Inspecting a dataset's manifest may be useful to better understand the effects of dataset manipulations.

.. _validation_planning:

Training/Validation Splitting
*****************************

An important step when planning an experiment is to determine your validation and testing data. In total, deep learning experiments should have three groups of data:

1) **Training** - data used for learning during training
2) **Validation** - data used for validating training parameters and early stopping (if applicable)
3) **Evaluation** - held-out data used for final testing once all training and parameter tuning has completed. Preferably an external cohort.

|

Slideflow includes tools for flexible training, validation, and evaluation data planning as discussed in the next sections.

Creating a split
----------------

Datasets can be split into training and validation or test datasets with :meth:`Dataset.split`. The result of this function is two datasets - the first training, the second validation - each a separate instance of :class:`Dataset`.

Slideflow provides several options for preparing a validation plan, including:

- **strategy**:  ``'bootstrap'``, ``'k-fold'``, ``'k-fold-manual'``, ``'k-fold-preserved-site'``, ``'fixed'``, and ``'none'``
- **fraction**:  (float between 0-1) [not used for k-fold validation]
- **k_fold**:  int

The default validation strategy is three-fold cross-validation (``strategy='k-fold'`` and  ``k=3``).

.. code-block:: python

    # Split a dataset into training and validation
    # using 5-fold cross-validation, with this being
    # the first cross-fold.

[Dataset entries]
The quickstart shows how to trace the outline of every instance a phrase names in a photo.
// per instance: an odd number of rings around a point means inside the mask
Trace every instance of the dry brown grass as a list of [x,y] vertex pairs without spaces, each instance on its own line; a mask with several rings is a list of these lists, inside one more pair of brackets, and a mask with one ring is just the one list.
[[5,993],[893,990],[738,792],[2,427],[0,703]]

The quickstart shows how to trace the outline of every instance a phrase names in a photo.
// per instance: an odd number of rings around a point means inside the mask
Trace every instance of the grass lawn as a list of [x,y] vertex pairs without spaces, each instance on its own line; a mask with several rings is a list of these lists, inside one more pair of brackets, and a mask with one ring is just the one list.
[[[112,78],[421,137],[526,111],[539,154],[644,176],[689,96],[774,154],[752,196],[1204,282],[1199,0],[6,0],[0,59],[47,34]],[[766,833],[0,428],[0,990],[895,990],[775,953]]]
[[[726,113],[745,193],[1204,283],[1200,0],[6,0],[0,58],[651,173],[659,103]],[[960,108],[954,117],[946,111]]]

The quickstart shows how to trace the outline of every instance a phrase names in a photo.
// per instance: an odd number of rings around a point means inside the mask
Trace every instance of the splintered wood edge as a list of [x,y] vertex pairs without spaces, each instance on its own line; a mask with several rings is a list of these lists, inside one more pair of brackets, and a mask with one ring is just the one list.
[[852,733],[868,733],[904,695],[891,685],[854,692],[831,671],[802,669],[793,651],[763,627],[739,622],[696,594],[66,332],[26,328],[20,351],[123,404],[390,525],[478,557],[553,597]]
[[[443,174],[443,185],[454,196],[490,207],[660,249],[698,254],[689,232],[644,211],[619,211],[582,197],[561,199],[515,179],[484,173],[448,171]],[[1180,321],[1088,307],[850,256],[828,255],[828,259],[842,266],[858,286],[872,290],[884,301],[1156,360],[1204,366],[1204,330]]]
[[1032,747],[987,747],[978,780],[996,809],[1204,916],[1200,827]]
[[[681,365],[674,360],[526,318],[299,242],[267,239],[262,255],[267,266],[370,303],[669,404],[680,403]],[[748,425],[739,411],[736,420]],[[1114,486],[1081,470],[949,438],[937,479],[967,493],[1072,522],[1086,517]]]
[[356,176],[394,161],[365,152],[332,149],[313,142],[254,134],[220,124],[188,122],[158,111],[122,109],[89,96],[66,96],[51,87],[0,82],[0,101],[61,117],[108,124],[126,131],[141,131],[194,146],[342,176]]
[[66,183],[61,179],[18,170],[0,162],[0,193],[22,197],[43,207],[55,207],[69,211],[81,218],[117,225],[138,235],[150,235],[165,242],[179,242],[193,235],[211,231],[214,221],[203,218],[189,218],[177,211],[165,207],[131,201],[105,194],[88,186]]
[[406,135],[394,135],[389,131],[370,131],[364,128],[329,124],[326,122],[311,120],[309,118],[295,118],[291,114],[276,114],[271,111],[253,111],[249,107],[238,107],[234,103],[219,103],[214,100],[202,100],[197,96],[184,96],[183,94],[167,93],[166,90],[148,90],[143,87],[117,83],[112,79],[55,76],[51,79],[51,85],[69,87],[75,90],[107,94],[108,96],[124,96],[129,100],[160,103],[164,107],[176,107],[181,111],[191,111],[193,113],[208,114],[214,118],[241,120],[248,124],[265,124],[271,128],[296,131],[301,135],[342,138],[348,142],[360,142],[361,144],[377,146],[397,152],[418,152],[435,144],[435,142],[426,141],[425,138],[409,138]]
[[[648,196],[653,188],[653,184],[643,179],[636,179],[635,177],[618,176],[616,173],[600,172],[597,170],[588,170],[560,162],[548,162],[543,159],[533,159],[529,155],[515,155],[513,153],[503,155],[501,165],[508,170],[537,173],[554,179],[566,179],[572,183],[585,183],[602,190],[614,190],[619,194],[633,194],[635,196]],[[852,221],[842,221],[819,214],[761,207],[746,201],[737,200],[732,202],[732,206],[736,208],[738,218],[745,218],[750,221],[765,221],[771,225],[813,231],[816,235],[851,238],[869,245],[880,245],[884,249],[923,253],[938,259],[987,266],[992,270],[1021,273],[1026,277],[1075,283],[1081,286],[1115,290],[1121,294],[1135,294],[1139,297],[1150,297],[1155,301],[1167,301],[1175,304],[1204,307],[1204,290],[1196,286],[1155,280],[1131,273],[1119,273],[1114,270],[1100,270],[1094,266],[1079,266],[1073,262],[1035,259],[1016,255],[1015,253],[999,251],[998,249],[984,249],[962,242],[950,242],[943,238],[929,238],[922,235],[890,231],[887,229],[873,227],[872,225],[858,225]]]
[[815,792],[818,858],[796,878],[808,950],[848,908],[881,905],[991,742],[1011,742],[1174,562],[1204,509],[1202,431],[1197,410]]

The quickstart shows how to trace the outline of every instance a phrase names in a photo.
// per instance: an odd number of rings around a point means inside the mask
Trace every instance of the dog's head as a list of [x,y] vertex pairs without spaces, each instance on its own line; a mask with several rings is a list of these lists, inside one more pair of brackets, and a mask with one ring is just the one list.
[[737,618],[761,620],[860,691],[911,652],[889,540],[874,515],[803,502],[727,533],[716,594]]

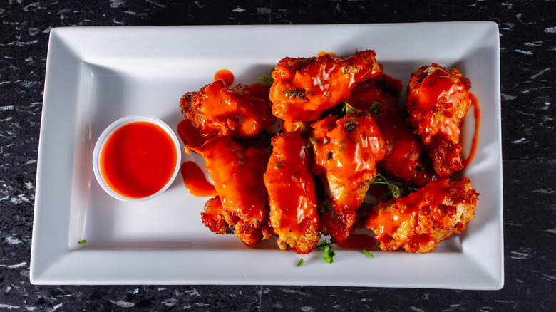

TASKS AND EXERCISES ->
1. Answer these questions using the Slideflow excerpt:
(a) What is the third group of data in a deep learning experiment, and what is it used for?
(b) Which method splits a dataset, and what does it return?
(c) What is the default validation strategy?
2. Copy the passage of the Slideflow excerpt that begins at the words "An important step", and stop after "stopping (if applicable)".
These records have no connection to the Slideflow excerpt.

WRITTEN RESPONSES ->
1.
(a) Evaluation: held-out data used for final testing once all training and parameter tuning has completed, preferably an external cohort.
(b) Dataset.split returns two datasets, each a separate instance of Dataset. The first is for training and the second is for validation.
(c) Three-fold cross-validation (strategy='k-fold' and k=3).

2.
An important step when planning an experiment is to determine your validation and testing data. In total, deep learning experiments should have three groups of data:

1) **Training** - data used for learning during training
2) **Validation** - data used for validating training parameters and early stopping (if applicable)